| WHAT NEEDS TO BE DONE |
Please continue the piece on preparing your ears for summer music festivals from where it stops, not the listing that follows it.

| PROVIDED TEXT |
Getting your ears in tune for summer music festivals
| Boston
Handel took to the river. Haydn reveled in the great outdoors. Beethoven got his greatest inspiration from nature. Music and nature have long held an affinity for each other. And, as summer settles in, the opportunity to bring them back together seems irresistable. Whether it is at Blossum, summer home of the Cleveland Orchestra, or Tanglewood, where the Boston Symphony spends July and August, this is the season when music takes to the hills.
More than any other art form, music derives an indefinable value from the open air. But how much of this value are you prepared to receive? How can you get more?
According to some keen musical minds, you need to bring along a perspective - a point of view about what you will hear - and a memory of what you have heard before.
''People have to be prepared to respond to the immediacy, shapes, spectrum of sounds, and the silence in music,'' says Larry Hill, music director of the Pro Arte Chamber Orchestra in Boston. Other musicologists agree: Music is its own language, and listeners must learn how to respond to it.
There is, of course, a very basic way to involve yourself with this: ''You really just go there and let it hit you,'' advises Boris Goldovsky, a prominent figure in music and opera. ''I really think that is the best way. Music is something that by and large should have an immediate effect.''
Conductor Thomas Dunn generally agrees. ''What you need to do,'' he argues, ''is to put down a feeling of insecurity. Like what you like; don't feel bad about what you don't like. People listen in different ways. Some people are aware of the shapes in music. Others can't see or hear them. There are people who have no vocabulary to describe what they hear, but they do, in fact, hear the shapes.''
Hearing the shapes. Letting it hit you. Appreciating the music's immediacy. These seem to be the primary elements in rewarding concert going. But many who attend concerts must feel that a lot more is going on than they can grasp.
How can you get a hold of this musical mass: the structure, materials, and meaning of music?
Once you get beyond what composer Aaron Copeland calls ''the purely sensuous plane'' of music listening, you come into a maze of values and structures that requires experience and some leisure study to negotiate. Copeland's book, ''What to Listen for in Music,'' is one of the very best volumes on this subject (New York: Mentor Books). Slender, uncomplicated, the book introduces you to the basic elements of music and explains how to begin to grapple with them.
Applying this knowledge is not always easy. ''I am pretty sympathetic to any listener's problem in going to a concert,'' comments composer, conductor, musicologist Gunther Schuller. ''It's hard to bring to the performance prior listening experience, to fully appreciate what is being played. . . . It's like asking me to go to a zoological seminar.''
Schuller argues strenuously that there are people who instinctively respond to the essence of music, people who can appreciate the icy abstractions of Schonberg as well as any musical scholar can. For these people, he says, intellectual knowledge of music is so much extra baggage.

| Point-based annotation data |

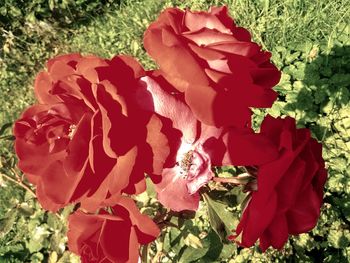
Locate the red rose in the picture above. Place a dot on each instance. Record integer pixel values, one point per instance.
(290, 188)
(220, 70)
(87, 140)
(195, 147)
(111, 238)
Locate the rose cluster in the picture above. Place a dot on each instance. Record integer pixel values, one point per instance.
(100, 127)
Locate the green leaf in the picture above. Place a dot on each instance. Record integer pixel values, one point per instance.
(4, 127)
(221, 219)
(7, 222)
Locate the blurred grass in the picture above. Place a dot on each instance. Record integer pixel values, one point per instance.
(309, 40)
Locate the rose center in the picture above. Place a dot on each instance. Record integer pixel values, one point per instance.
(71, 131)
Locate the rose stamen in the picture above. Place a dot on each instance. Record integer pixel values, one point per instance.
(71, 131)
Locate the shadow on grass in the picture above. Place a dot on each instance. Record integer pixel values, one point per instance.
(15, 13)
(324, 90)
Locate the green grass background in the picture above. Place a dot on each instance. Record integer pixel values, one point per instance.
(310, 41)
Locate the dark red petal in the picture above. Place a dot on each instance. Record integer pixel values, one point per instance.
(146, 230)
(78, 148)
(248, 148)
(206, 37)
(115, 238)
(303, 216)
(172, 57)
(80, 227)
(195, 21)
(201, 101)
(166, 105)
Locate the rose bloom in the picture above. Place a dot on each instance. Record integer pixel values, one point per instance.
(111, 238)
(86, 140)
(290, 188)
(214, 63)
(195, 147)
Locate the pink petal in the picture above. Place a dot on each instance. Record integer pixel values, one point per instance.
(173, 192)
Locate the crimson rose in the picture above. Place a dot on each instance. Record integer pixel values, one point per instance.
(86, 140)
(290, 188)
(111, 238)
(194, 146)
(220, 70)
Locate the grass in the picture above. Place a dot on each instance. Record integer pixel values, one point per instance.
(310, 41)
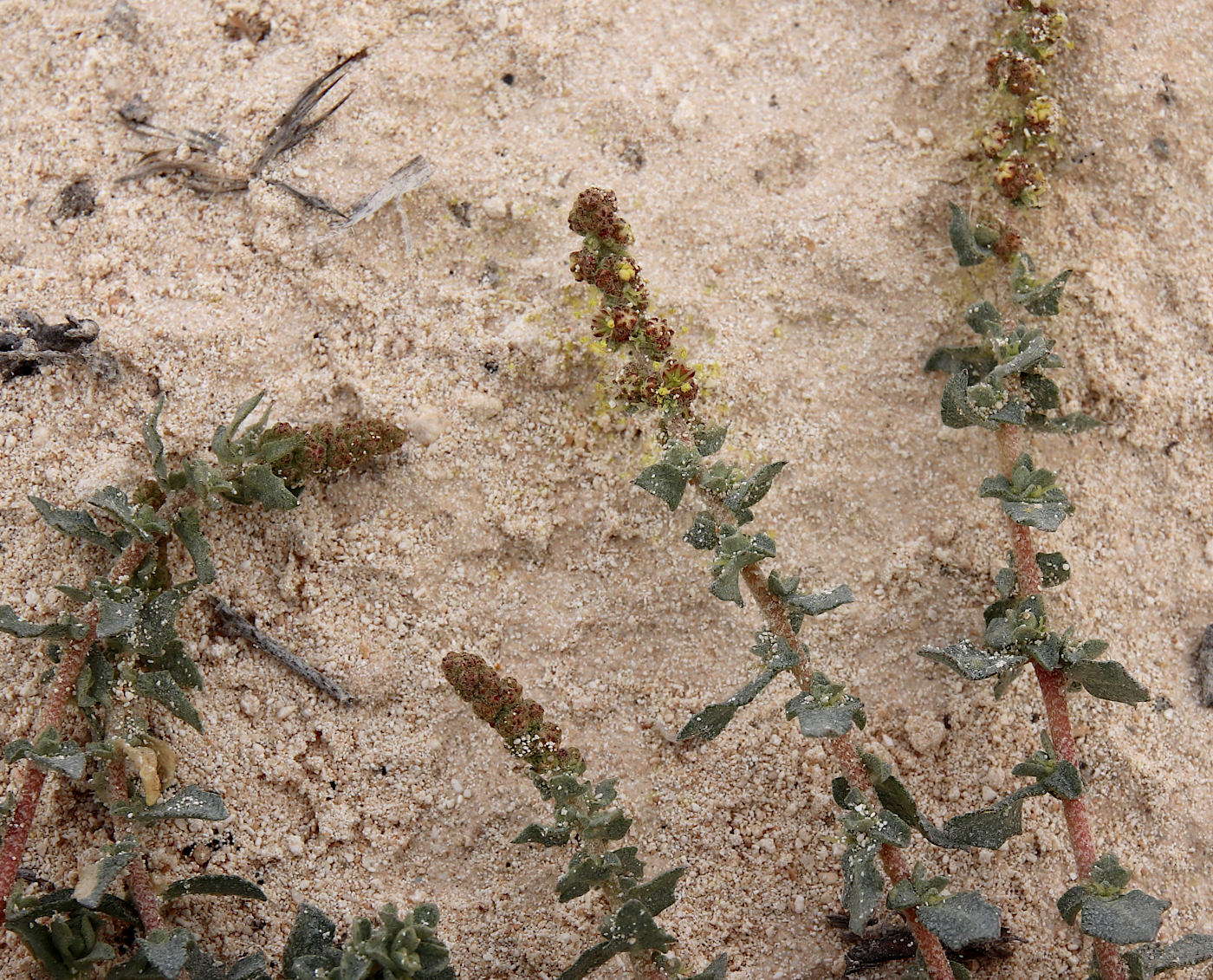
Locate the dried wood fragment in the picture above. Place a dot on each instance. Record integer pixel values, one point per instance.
(409, 178)
(234, 625)
(294, 127)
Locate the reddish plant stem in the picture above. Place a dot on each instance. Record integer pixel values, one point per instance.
(137, 880)
(1057, 710)
(67, 672)
(843, 752)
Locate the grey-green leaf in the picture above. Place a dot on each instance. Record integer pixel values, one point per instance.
(665, 482)
(960, 232)
(160, 685)
(1047, 516)
(822, 601)
(260, 483)
(972, 661)
(1146, 962)
(961, 919)
(75, 524)
(863, 885)
(709, 723)
(188, 803)
(821, 721)
(190, 530)
(215, 885)
(658, 894)
(96, 879)
(1107, 679)
(1134, 917)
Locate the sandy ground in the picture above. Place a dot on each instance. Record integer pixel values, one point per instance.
(786, 169)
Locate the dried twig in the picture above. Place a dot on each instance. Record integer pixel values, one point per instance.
(294, 127)
(234, 625)
(311, 200)
(1204, 667)
(409, 178)
(39, 342)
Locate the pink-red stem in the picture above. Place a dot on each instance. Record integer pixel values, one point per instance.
(843, 752)
(1057, 711)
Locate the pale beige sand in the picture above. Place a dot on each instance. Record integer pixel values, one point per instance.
(797, 160)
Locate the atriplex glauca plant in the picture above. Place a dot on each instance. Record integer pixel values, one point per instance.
(119, 660)
(877, 813)
(1024, 135)
(1001, 384)
(584, 809)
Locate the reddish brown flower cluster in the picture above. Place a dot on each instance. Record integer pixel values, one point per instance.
(652, 378)
(1010, 70)
(519, 721)
(327, 449)
(596, 214)
(1024, 139)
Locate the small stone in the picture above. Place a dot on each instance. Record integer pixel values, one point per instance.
(495, 208)
(426, 425)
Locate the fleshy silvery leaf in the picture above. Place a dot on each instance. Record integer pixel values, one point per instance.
(751, 490)
(665, 482)
(709, 723)
(49, 753)
(988, 828)
(1148, 962)
(1037, 349)
(1040, 300)
(96, 879)
(967, 250)
(311, 935)
(188, 803)
(1047, 516)
(141, 522)
(863, 885)
(634, 923)
(155, 445)
(955, 408)
(821, 601)
(166, 951)
(188, 528)
(984, 318)
(973, 360)
(1107, 679)
(825, 721)
(709, 440)
(214, 885)
(658, 894)
(160, 685)
(1134, 917)
(972, 661)
(75, 524)
(261, 484)
(117, 616)
(961, 919)
(715, 718)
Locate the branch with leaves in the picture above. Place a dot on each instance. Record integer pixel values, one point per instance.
(1002, 384)
(117, 659)
(876, 812)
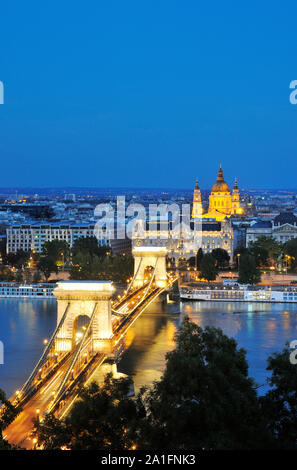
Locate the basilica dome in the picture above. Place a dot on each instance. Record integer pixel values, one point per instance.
(220, 185)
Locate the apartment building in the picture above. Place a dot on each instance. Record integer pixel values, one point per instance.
(32, 236)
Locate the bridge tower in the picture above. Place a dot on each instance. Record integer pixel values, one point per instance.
(146, 257)
(84, 298)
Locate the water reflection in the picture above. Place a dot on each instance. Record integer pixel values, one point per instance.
(259, 328)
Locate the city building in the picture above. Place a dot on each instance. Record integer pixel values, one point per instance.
(32, 236)
(222, 203)
(211, 235)
(282, 228)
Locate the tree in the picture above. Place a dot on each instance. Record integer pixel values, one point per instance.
(47, 266)
(8, 414)
(208, 268)
(103, 418)
(56, 250)
(238, 252)
(91, 267)
(205, 399)
(248, 272)
(221, 256)
(279, 405)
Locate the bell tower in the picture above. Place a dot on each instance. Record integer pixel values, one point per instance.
(236, 209)
(197, 202)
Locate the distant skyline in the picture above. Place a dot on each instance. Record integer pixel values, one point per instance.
(148, 95)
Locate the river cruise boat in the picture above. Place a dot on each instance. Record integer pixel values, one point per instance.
(13, 289)
(239, 293)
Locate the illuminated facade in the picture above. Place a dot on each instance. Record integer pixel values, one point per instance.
(222, 203)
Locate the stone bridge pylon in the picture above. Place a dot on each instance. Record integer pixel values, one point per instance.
(84, 298)
(150, 257)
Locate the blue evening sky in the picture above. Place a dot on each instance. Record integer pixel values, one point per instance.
(148, 93)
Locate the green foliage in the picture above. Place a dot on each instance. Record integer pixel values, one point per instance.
(205, 398)
(279, 405)
(269, 245)
(8, 414)
(47, 266)
(103, 418)
(221, 256)
(248, 272)
(91, 267)
(208, 268)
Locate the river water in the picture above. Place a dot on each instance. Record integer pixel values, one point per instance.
(259, 328)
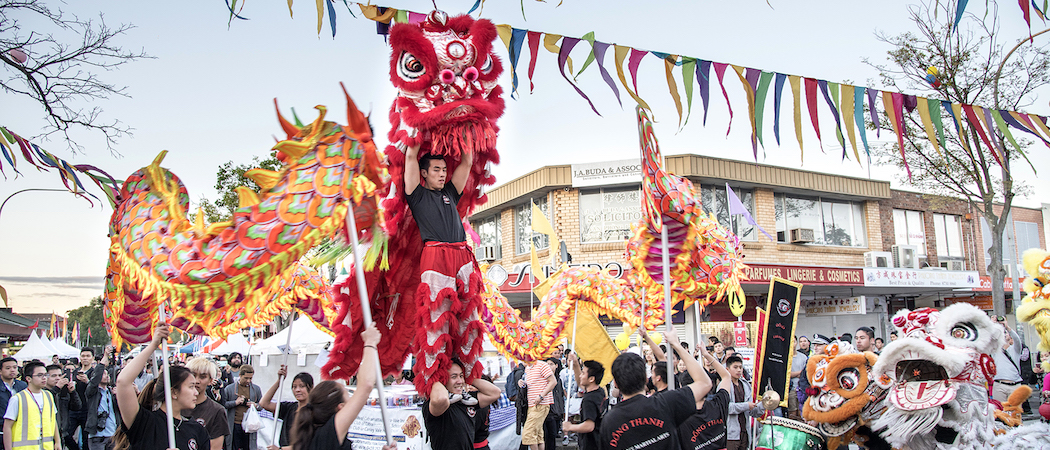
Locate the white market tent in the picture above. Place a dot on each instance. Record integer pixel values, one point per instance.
(235, 342)
(306, 338)
(35, 348)
(63, 349)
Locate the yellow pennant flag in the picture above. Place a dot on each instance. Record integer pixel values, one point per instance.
(796, 90)
(541, 225)
(927, 124)
(847, 115)
(594, 343)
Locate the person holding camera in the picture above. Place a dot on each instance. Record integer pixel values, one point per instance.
(102, 405)
(64, 390)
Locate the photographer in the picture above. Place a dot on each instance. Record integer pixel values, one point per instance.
(64, 390)
(102, 405)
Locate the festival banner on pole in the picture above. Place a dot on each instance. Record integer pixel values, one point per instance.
(777, 333)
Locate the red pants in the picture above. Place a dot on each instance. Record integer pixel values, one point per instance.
(449, 304)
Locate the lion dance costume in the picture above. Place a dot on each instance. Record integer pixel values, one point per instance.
(448, 100)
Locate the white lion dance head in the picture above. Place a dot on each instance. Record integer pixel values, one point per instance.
(938, 375)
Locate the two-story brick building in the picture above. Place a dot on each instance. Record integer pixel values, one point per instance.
(831, 233)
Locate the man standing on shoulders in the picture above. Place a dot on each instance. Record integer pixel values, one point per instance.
(638, 422)
(540, 381)
(8, 372)
(592, 405)
(449, 413)
(32, 418)
(239, 397)
(64, 392)
(101, 405)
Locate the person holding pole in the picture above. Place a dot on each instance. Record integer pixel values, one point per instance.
(301, 385)
(143, 425)
(323, 422)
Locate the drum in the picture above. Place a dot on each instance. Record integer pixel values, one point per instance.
(780, 433)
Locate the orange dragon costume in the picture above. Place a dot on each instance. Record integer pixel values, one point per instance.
(240, 273)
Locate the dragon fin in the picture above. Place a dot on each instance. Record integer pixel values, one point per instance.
(247, 197)
(266, 178)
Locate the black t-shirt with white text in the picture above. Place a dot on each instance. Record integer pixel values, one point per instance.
(647, 422)
(436, 214)
(149, 431)
(706, 429)
(590, 409)
(454, 429)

| EXERCISE ANSWER |
''Who am I to say they are not having as valid an experience as I am having, because I know what is going on?'' Schuller asks rhetorically. However, for those who want to ''know what is going on'' (and in most cases this means getting more out of the music), he lays out a blueprint for better listening: Listening a lot; reading about composers; and listening in an historical context.
Listen to the shapes or the themes in the music, he advises. He calls it ''a modest, but useful thing'' to ask: ''Is it an arching shape? An ascending shape? A descending shape?'' To identify this shape, and then stay with it, is the most fundamental aspect of musical listening. ''As you listen to the shape, other things start to come out. You begin to hear counter-melodies, bass lines, the whole vertical arrangement that the composer is supporting it with.''
Schuller adds that it is important to have a feeling for the personality, temperament, and era of the major musical figures. If you know what Beethoven said about the piece you are listening to, for example, you have a better perspective on the work. Numerous biographies combine excellent personal history with easy-to-grasp musical analysis.
The last step, listening in an historical context, may be the most important. ''You cannot appreciate the immense impact of Beethoven if you are listening with ears conditioned by contemporary music,'' Schuller says. ''The dissonances in Beethoven were ear-shockers.'' Some musicologists suggest listening to recordings of Mozart and Haydn to prepare for a Beethoven concert. Then, one can better appreciate the awesome surprise of Beethoven's music.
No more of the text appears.